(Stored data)
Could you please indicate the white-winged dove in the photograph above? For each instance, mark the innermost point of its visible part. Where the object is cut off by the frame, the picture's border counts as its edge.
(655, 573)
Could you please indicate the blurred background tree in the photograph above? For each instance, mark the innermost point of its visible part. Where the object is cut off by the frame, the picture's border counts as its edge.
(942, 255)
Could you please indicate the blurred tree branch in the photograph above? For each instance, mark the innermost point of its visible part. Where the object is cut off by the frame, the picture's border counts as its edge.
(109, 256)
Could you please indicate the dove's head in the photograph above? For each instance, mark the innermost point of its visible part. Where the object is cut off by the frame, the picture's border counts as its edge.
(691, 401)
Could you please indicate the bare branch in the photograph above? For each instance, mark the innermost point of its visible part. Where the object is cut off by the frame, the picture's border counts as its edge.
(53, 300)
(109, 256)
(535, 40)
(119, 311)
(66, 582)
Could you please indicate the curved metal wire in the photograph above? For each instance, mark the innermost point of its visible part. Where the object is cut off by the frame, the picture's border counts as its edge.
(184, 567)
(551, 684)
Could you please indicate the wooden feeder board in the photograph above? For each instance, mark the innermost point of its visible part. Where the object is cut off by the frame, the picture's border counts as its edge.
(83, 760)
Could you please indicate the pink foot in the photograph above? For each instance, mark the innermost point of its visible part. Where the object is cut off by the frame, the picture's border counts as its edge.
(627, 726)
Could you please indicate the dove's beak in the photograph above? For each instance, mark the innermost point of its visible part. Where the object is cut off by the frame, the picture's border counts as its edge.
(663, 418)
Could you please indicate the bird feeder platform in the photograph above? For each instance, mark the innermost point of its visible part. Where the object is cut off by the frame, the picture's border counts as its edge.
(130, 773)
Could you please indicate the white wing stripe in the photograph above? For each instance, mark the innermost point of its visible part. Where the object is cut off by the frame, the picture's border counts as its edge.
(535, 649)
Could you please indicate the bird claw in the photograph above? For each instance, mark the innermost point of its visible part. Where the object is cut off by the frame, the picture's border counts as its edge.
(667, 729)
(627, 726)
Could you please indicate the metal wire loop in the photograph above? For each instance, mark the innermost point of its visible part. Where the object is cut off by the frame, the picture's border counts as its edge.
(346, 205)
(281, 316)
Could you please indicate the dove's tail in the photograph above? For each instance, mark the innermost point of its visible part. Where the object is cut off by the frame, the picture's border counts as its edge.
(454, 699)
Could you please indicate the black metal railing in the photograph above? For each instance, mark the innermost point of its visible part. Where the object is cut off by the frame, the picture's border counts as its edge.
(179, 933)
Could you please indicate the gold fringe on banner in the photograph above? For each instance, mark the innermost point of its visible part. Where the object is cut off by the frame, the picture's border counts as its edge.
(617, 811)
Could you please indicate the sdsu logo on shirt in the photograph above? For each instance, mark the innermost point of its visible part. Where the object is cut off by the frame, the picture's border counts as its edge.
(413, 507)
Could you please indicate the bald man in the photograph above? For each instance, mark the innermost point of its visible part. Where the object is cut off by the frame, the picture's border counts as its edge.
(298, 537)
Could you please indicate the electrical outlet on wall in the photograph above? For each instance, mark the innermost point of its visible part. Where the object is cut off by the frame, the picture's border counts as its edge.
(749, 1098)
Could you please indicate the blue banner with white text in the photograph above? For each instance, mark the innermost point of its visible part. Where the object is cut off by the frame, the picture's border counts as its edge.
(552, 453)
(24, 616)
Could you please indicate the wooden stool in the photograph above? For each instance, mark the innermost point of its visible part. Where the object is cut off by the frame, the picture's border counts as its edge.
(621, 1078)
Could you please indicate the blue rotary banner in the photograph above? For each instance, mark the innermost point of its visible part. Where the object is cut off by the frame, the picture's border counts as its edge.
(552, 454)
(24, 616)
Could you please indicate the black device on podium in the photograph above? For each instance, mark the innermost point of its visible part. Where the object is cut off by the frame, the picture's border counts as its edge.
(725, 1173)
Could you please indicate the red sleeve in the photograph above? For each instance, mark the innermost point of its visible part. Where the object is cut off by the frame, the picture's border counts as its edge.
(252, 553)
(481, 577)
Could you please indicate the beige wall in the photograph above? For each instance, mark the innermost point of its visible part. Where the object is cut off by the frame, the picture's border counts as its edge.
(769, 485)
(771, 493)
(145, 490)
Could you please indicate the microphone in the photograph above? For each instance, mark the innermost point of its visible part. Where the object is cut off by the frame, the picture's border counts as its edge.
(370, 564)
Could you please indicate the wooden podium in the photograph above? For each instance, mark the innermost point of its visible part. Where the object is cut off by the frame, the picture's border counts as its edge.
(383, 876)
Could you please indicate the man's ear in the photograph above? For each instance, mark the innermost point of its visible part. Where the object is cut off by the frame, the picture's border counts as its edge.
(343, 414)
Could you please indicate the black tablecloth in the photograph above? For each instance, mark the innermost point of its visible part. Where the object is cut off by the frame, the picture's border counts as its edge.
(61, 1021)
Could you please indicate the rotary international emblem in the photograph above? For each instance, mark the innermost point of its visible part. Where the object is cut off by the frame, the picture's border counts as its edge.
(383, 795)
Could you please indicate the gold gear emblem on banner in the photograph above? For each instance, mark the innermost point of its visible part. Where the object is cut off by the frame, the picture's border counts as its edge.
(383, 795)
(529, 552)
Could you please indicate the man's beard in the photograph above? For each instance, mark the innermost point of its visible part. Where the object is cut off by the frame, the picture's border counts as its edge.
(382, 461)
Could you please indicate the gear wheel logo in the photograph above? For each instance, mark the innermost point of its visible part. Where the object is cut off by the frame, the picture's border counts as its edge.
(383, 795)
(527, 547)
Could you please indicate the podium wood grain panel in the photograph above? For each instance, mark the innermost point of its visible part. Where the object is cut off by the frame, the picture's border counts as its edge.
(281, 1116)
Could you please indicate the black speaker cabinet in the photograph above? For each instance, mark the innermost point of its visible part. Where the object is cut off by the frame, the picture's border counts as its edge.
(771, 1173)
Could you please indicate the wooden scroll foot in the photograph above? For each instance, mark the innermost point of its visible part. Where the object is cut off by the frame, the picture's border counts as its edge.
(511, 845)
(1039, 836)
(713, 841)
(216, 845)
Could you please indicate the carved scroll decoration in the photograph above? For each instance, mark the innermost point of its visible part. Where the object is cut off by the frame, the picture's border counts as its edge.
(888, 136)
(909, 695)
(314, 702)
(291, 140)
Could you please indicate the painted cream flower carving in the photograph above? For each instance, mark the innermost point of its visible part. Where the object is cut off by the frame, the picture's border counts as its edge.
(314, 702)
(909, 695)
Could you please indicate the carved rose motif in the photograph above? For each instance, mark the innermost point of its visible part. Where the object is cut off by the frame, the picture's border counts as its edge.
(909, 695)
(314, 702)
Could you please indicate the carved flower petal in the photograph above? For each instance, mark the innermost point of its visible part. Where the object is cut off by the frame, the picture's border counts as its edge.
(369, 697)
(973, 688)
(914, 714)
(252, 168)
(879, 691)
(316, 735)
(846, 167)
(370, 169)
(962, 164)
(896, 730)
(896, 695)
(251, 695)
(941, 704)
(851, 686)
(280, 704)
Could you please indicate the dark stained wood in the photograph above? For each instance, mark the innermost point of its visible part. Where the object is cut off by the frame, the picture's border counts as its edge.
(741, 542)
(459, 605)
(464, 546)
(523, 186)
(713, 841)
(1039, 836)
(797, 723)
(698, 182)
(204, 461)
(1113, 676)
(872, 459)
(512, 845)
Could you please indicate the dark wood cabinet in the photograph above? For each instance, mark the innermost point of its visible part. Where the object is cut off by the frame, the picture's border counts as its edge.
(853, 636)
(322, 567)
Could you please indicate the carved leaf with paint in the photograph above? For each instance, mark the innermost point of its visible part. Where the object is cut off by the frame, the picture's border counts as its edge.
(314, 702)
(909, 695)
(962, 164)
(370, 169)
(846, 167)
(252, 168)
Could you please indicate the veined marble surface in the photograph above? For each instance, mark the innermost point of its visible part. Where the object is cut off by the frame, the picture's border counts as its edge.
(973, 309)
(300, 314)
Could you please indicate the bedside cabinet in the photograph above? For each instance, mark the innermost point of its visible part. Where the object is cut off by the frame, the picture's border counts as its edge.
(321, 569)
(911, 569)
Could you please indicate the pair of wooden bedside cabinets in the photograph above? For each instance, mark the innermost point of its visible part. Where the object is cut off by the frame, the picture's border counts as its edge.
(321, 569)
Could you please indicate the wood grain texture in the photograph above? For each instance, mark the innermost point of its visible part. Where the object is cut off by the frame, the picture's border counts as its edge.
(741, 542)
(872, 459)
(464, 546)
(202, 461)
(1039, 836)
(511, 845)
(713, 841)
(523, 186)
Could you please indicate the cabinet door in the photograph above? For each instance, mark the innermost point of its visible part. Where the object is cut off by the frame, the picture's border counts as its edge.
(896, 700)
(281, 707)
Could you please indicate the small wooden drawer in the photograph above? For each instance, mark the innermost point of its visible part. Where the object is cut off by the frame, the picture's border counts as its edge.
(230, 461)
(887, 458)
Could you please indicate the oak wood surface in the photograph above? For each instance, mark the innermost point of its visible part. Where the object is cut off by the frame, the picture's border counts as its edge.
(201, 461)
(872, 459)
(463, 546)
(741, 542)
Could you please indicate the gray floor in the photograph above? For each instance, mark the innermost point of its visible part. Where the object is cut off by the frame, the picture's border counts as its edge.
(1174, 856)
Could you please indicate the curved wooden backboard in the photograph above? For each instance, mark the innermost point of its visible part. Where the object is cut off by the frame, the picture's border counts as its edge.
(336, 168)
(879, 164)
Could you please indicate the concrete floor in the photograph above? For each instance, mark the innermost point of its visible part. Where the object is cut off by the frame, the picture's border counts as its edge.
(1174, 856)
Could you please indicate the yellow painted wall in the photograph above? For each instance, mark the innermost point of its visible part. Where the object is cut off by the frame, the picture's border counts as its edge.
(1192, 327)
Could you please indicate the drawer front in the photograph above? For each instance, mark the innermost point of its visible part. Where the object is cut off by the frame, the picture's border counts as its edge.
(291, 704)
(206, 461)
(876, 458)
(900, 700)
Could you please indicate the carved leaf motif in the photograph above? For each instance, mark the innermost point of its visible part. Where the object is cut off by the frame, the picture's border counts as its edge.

Task to carry out
Quote only the lines from the line containing "Could you please indicate the yellow" through the end of the entries, keeping the first and the last.

Expected answer
Could you please indicate the yellow painted wall in the photograph above? For each instance, mark the innermost point of its visible part. Where the object is cut off by the frame, the picture's border counts as its edge.
(1192, 327)
Could you please indicate the drawer front in the photograph above? For each instance, mark the innermost point of its visible part. Where the object is cut off by the frame, the picture's border counts as its edge.
(291, 704)
(206, 461)
(876, 458)
(900, 700)
Could you please indicate the carved leaf motif in the photograph above? For each instance, mark the innermost point of its visible part. Where the object is cut off by the frame, the picture's border counts as its edge.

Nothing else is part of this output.